[Exercise requirements]
Below are some records. Reproduce them exactly from their first line through the line with "Where can the dark wood headboard", inclusive.

Top of Data for processing

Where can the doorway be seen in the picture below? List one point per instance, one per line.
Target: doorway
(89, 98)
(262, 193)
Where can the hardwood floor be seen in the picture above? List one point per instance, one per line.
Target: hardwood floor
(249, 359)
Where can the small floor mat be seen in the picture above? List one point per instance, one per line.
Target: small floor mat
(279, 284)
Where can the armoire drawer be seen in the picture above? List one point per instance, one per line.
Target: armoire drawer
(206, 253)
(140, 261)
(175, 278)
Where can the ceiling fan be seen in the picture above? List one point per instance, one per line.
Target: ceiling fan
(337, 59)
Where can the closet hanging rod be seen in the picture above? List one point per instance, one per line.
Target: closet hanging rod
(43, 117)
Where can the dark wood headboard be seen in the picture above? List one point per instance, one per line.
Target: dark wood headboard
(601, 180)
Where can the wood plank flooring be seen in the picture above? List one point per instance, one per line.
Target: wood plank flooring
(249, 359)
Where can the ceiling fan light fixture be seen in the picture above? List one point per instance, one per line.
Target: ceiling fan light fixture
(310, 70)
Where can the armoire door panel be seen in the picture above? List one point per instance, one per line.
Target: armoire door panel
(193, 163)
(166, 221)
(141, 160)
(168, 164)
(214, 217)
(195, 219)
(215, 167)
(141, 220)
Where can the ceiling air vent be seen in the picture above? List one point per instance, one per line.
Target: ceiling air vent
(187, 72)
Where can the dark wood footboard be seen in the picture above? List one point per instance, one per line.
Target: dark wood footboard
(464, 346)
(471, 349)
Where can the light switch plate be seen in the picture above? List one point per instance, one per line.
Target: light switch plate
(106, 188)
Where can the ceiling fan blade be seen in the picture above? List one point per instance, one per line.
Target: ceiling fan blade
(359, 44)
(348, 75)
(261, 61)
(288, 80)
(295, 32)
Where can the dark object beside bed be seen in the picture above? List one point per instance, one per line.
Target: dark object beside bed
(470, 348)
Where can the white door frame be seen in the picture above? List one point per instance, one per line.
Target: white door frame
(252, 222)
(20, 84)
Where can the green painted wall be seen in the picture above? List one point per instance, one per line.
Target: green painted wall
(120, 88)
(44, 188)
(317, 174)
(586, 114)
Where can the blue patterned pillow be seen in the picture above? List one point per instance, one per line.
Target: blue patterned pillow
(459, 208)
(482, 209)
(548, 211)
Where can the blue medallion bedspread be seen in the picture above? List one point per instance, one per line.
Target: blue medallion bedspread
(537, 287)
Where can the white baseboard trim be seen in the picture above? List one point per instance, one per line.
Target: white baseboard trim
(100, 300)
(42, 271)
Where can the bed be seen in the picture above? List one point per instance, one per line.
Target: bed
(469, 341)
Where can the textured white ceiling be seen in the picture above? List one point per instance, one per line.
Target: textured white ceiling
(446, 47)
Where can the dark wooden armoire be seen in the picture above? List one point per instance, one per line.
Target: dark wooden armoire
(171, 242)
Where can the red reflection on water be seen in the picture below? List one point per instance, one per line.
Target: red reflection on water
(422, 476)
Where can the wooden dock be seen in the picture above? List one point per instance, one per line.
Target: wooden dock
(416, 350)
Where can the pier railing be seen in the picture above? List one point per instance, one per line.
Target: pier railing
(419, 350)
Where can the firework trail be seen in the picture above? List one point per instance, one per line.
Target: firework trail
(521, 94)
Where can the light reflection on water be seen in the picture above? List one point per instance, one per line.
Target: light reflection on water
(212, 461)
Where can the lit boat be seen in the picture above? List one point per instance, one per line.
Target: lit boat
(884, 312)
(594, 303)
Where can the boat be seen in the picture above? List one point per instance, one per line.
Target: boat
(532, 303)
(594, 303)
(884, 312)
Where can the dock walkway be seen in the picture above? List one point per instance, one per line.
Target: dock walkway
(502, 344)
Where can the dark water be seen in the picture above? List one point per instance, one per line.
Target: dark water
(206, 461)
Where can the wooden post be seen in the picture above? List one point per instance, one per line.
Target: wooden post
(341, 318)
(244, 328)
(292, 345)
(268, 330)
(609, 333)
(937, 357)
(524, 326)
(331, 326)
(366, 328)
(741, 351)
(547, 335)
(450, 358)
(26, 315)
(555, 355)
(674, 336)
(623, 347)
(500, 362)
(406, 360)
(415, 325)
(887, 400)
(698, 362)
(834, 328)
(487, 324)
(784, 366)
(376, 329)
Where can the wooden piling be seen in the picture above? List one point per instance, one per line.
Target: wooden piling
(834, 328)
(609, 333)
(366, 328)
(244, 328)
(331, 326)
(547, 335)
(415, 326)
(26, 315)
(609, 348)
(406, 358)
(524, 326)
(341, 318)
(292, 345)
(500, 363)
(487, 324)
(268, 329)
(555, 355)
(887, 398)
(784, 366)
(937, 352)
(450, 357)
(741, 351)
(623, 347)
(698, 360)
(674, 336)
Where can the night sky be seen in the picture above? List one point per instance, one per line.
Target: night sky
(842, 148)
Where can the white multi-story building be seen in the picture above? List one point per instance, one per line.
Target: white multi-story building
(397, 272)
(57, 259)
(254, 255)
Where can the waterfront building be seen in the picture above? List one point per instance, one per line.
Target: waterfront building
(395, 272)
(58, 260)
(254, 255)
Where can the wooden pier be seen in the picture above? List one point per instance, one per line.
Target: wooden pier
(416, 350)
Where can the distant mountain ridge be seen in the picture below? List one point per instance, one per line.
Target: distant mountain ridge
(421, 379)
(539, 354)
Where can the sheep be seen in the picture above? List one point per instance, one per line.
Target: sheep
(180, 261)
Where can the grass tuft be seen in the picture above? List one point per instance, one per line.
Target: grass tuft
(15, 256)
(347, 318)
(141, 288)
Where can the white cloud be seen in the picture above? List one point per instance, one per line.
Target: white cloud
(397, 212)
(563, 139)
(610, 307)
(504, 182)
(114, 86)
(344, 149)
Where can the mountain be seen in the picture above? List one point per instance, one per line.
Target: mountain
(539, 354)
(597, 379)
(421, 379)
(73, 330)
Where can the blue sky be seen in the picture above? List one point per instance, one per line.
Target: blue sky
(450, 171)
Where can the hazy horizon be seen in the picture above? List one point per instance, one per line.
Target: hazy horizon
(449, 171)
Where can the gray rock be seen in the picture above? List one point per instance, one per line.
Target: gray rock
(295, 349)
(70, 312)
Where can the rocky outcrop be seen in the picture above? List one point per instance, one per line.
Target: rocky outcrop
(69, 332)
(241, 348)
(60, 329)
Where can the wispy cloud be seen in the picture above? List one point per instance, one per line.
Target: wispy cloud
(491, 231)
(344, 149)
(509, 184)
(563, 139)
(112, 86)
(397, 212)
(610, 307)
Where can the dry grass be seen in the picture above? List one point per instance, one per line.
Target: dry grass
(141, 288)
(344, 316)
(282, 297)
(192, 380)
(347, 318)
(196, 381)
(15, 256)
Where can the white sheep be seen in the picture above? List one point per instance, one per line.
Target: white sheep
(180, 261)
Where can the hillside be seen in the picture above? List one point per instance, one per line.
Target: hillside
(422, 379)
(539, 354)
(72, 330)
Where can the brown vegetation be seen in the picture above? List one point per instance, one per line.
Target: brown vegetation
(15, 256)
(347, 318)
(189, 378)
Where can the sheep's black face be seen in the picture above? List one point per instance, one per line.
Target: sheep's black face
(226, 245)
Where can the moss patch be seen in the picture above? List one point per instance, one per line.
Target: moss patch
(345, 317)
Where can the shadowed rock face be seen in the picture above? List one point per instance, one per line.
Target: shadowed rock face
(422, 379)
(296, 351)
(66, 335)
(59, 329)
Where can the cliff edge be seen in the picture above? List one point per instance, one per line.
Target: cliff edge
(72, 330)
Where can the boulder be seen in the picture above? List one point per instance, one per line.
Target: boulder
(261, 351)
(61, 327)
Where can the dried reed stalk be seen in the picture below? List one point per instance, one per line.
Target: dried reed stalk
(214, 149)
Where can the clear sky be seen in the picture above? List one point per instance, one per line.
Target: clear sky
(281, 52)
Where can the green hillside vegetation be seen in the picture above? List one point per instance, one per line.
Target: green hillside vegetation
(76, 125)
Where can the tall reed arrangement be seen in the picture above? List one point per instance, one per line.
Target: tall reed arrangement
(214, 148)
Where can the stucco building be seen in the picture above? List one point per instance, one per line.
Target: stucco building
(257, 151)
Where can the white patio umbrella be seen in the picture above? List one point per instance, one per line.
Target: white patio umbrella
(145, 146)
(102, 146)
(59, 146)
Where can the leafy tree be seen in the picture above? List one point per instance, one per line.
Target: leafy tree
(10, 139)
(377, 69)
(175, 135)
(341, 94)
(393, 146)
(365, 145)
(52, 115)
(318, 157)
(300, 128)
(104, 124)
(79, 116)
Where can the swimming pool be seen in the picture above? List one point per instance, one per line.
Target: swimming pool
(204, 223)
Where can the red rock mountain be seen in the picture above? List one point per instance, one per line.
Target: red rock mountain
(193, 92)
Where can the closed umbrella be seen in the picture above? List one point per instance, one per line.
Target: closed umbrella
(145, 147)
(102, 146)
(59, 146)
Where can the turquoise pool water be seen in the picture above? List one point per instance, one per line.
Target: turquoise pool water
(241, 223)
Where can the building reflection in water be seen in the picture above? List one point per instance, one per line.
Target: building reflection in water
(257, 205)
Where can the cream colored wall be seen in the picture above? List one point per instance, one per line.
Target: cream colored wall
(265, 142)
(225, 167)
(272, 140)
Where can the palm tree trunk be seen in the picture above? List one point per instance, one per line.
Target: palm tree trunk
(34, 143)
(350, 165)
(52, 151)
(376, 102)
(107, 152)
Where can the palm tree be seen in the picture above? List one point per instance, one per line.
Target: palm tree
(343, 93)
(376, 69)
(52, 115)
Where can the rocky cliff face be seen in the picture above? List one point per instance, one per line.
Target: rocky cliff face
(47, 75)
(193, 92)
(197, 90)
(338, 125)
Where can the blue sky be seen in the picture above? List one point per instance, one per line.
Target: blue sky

Bottom of Data for processing

[Answer section]
Where can the doorway be seen in the picture below? List one point per instance, one per line.
Target: doorway
(89, 98)
(262, 193)
Where can the hardwood floor be seen in the picture above? List one point per instance, one per line.
Target: hardwood floor
(249, 359)
Where can the small floor mat be seen in the picture above? List one point per instance, one per line.
Target: small floor mat
(279, 284)
Where can the armoire drawer be seen in the picture above? List one point per instance, one per line.
Target: armoire drawer
(206, 253)
(140, 261)
(175, 278)
Where can the ceiling fan be seen in the picture above? List one point per instance, one per line.
Target: ceiling fan
(337, 59)
Where can the closet hanging rod be seen in the picture above? List one point per instance, one per line.
Target: closet hanging rod
(43, 117)
Where can the dark wood headboard be seen in the picture above? List one point per instance, one per line.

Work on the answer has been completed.